- Исходный текст
######
Два года назад мы объявили акцию "Дети войны". И пригласили наших читателей, чье детство и юность опалила война и кому пришлось вместе со страной перенести на своих хрупких плечиках все тяготы военного и послевоенного времени, рассказать о своем детстве. О своих родителях, дедушках и бабушках, благодаря мужеству и стойкости которых детям удалось выжить. Признательны всем тем, кто откликнулся: ваши рассказы о пережитом - самые искренние и самые правдивые свидетельства того времени. Сегодня мы публикуем воспоминания нашей землячки - Валентины Ермолаевны Пороховой.
И летят снегири через память мою…
Моя родина - это Мордовия, село Левжа Рузаевского района. Предвоенное село, как сохранила моя детская память, было большое, красивое, пролегало между лесопосадками. Очень много было фруктовых садов. Родилась я в простой крестьянской семье, мама Акулина Николаевна работала в колхозе бригадиром полеводческой бригады, а папа Ермолай Андреевич - председателем сельсовета. В семье подрастало трое детей - мой старший брат Борис и младшая сестренка Люда. Родителей дома мы практически не видели: с утра и до позднего вечера они были на работе. Но мы не были брошены и не ходили голодными: все в доме держалось на нашей бабушке Матрене, она по хозяйству управлялась, стирала нам, варила.
Мне было пять лет, как началась война. И хотя была я совсем небольшой, но цепкая детская память крепко держит в своих закоулках многие события той трагической поры. Хотя, конечно же, что- то помнится со слов моей мамы… Разразившуюся большую войну мы почувствовали с первых же дней. Ведь наше село находилось не так уж далеко от Москвы, всего 10-11 часов поездом. А от крупнейшего железнодорожного узла Рузаевка, ставшего в войну стратегически важной транспортной артерией, до нас было всего семь километров. Помнится, что в первые же месяцы войны через все село стали рыть окопы. После работы и учебы взрослые и дети шли на рытье окопов. И мы, малышня, были здесь же рядом. А когда по радио стали объявлять воздушную тревогу, мама брала нас в охапку, и мы бежали к этим окопам и падали на дно. Одна наша бабушка Матрена к воздушной тревоге относилась спокойно и оставалась дома. Говорила: "Все равно где умирать". Почти каждую ночь была тревога, но, слава Богу, до бомбежки села дело не дошло.
######
- Строки данных
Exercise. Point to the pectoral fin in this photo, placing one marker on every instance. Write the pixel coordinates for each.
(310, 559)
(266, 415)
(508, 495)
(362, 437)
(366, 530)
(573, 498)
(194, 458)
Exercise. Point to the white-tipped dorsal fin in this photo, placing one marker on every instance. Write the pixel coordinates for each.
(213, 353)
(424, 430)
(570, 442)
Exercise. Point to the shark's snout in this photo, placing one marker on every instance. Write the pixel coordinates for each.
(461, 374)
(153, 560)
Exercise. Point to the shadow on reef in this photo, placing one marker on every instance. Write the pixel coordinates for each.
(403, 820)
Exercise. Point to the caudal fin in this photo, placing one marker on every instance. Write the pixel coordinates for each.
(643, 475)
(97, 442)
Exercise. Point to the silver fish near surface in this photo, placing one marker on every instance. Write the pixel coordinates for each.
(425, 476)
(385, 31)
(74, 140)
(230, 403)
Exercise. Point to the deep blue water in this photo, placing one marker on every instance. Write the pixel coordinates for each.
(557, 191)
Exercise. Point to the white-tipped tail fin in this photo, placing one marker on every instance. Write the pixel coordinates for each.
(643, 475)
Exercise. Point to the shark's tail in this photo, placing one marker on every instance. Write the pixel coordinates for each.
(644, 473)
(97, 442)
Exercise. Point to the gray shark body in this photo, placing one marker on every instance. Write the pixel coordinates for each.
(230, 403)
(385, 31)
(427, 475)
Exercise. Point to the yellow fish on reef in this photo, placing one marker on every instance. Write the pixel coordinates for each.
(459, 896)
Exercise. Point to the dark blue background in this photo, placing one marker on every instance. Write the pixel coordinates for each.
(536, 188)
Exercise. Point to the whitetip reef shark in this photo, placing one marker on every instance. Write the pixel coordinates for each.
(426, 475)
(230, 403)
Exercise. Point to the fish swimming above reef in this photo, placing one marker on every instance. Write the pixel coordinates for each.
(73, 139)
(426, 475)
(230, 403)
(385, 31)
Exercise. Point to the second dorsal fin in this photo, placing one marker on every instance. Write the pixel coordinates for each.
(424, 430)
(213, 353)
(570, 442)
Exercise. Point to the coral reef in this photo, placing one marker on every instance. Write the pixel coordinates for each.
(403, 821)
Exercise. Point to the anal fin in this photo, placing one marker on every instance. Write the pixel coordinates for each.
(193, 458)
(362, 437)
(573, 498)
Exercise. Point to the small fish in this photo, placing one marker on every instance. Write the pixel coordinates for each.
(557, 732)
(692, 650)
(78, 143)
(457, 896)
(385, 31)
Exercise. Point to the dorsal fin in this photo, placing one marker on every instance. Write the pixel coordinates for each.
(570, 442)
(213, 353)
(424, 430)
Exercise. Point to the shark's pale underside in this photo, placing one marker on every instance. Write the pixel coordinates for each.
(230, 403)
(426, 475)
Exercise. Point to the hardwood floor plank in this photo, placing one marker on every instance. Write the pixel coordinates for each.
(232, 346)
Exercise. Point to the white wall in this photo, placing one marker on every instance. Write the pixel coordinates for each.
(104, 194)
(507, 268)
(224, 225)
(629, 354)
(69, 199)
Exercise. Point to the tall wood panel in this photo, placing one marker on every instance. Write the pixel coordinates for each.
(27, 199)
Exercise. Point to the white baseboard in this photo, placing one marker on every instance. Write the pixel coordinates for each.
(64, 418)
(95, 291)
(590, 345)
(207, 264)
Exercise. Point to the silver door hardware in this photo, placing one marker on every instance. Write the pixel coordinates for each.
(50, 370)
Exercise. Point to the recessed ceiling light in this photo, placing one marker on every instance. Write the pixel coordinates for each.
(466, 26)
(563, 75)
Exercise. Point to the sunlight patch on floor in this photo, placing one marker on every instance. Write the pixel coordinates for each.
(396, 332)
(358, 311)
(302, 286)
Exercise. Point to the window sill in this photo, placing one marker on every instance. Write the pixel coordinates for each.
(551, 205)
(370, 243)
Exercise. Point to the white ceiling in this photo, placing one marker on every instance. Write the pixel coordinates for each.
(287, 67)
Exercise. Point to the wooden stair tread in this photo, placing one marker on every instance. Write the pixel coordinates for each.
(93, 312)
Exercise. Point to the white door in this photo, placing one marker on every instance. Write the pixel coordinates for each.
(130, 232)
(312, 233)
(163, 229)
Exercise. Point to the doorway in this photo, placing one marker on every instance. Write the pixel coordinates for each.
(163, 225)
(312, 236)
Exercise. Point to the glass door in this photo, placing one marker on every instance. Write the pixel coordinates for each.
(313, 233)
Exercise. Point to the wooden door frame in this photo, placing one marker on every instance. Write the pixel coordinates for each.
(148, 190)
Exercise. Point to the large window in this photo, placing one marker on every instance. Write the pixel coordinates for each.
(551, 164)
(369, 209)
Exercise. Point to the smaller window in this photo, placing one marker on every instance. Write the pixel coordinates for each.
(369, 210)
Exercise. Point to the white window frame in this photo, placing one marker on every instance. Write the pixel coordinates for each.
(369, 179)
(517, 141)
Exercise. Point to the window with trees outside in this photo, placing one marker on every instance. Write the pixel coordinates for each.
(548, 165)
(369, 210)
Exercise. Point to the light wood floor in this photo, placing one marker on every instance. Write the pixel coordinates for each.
######
- Что нужно сделать
Перепишите без изменений отрывок из воспоминаний о военном детстве: от слов "Два года назад" до слов "Валентины Ермолаевны Пороховой." включительно.

- Решение задания
Два года назад мы объявили акцию "Дети войны". И пригласили наших читателей, чье детство и юность опалила война и кому пришлось вместе со страной перенести на своих хрупких плечиках все тяготы военного и послевоенного времени, рассказать о своем детстве. О своих родителях, дедушках и бабушках, благодаря мужеству и стойкости которых детям удалось выжить. Признательны всем тем, кто откликнулся: ваши рассказы о пережитом - самые искренние и самые правдивые свидетельства того времени. Сегодня мы публикуем воспоминания нашей землячки - Валентины Ермолаевны Пороховой.